Start of GIVEN RECORDS
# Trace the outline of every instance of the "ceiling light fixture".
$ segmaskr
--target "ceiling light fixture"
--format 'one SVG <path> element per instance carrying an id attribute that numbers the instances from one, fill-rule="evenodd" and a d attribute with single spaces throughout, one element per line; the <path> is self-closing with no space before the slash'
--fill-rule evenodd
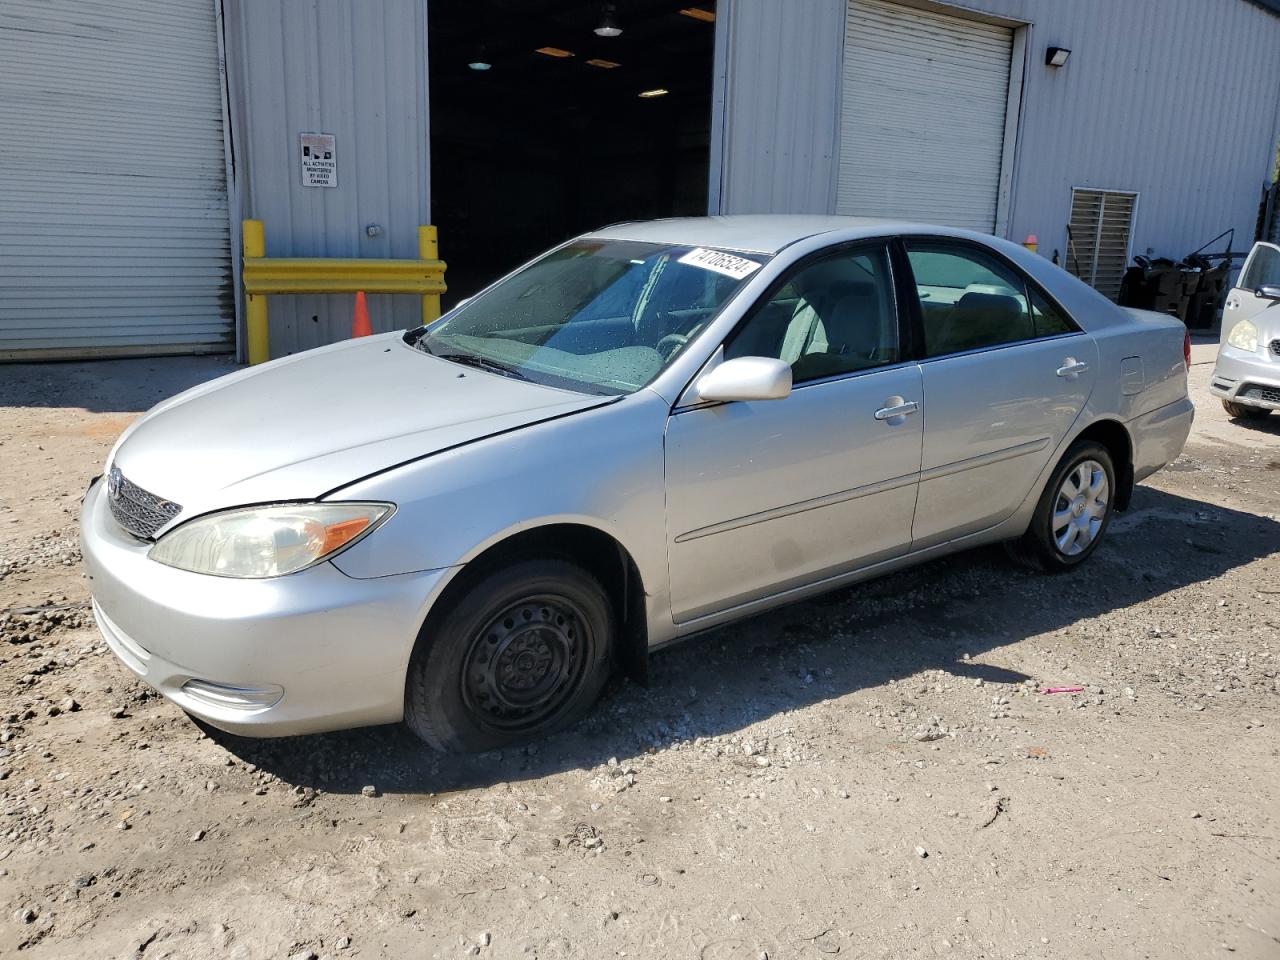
End of GIVEN RECORDS
(EXERCISE DETAILS): Tally the lines of the entries that include the word "fixture" and give only the total.

(TASK RESPONSE): 2